JOBS:
[A] In the text on the "4.543 billion" exhibition, on what date did the exhibition conclude at the CAPC musée in Bordeaux?
[B] Condense the paragraph beginning "Meanwhile, around the corner" from the text on the "4.543 billion" exhibition into a bulleted list that keeps its main facts.
[C] In the text on the "4.543 billion" exhibition, why does Tom Jeffreys say it was exactly the kind of exhibition he would want to return to again and again? Answer in one to three sentences.

As the ‘4.543 billion. The matter of matter’ exhibition concluded on January 7, 2018, at the CAPC musée in Bordeaux, we finished archiving all the social media posts visitors, the museum and ourselves have published – see our Wakelet feed below – since research phase to the exhibition itself, and below share the most relevant print and online reviews.
Wakelet collection of the "4.543 billion" exhibition.
December 8, 2017:Tom Jeffreyshighlighted the exhibition in his "Looking Back: Paris" roundup for frieze magazine – illustrated with two works included in the show by Nicholas Mangan and Alexandra Navratil. "A little less academic, but no less rigorous, was ‘4,543 milliards’ (4,543 billion), curated by the Barcelona-based Latitudes (co-founded by frieze contributing editor Max Andrews) at CAPC, Bordeaux. Subtitled ‘The matter of matter’, the exhibition provided a material, geological and political response to the building’s former life as a warehouse for colonial commodities and, by extension, the complex entanglement of culture, money, politics and ecological impact. Marble from Trump Tower (Amie Siegel’s "Strata", 2017) was exhibited alongside partially-burnt documents rescued from a fire at the Bordeaux municipal archives and a 1939 mock invitation to the ‘Museum of Standard Oil’, actually MoMA’s new building, issued by the then-publications director, Frances Collins (unsurprisingly fired soon after). Combining archival materials with work by 30 artists, big ideas with specificity and nuance, this was exactly the kind of exhibition I would want to return to again and again. If the selection of the next artistic director the Venice Biennale were a democratic process, I’d be voting for Latitudes."
"Meanwhile, around the corner at CAPC there’s an intriguing assembly of stones, papers, paintings, photographs and projections that unite geo-physics, sculpture, and art history, including the conversion of the building itself from a one-time commodities warehouse into its current life as a museum. Entitled “The Matter of Matter,” [missing "4.543 billion" years, the age of the Earth, and the first part of the exhibition title] it includes the work of 30 artists, assembled and mounted by a Spanish team, Max Andrews and Mariana Cánepa Luna. They call themselves Latitudes [wrongly published with two "T"]; they aim to excavate the world we inhabit daily, be it through the history indigo mining in Mexico and southern France (vital for fine pottery and coloring bluejeans) or oil extraction in Venezuela, gas infused sculptures or open pit diamond mining in southern Africa. All that we do, all that we eat, all that we create derives from one form of excavation or another. Simple truism as it may seem, Latitudes takes us into the intimacies of our relation with this earth and calls us to meditate on our physical and aesthetic relation to the steadily warming round rock that is our home."

MATERIAL PROVIDED:
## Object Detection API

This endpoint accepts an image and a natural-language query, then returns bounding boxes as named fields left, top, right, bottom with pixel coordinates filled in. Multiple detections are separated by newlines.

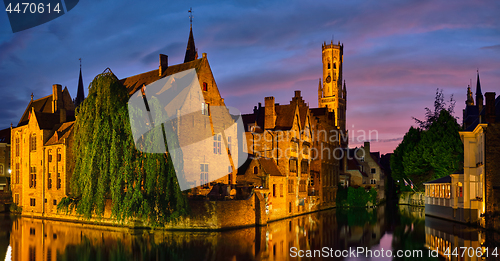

ANSWERS PROVIDED:
[A] January 7, 2018.

[B]
- At CAPC, the exhibition assembles stones, papers, paintings, photographs and projections that unite geo-physics, sculpture and art history.
- It includes the building's conversion from a one-time commodities warehouse into a museum.
- The review calls it "The Matter of Matter." A bracketed note says the title omits "4.543 billion," the age of the Earth and the first part of the exhibition title.
- It includes the work of 30 artists.
- It was assembled and mounted by a Spanish team, Max Andrews and Mariana Cánepa Luna, who call themselves Latitudes. A bracketed note says the name was published with two "T"s.
- Latitudes aims to excavate the world we inhabit daily. Its examples include:
  - the history of indigo mining in Mexico and southern France, which was vital for fine pottery and coloring blue jeans
  - oil extraction in Venezuela
  - gas-infused sculptures
  - open-pit diamond mining in southern Africa
- The review holds that everything we do, eat and create comes from some form of excavation.
- The exhibition calls on viewers to meditate on their physical and aesthetic relation to the steadily warming Earth.

[C] Jeffreys says so because the exhibition combined archival materials with work by 30 artists. It also joined big ideas with specificity and nuance.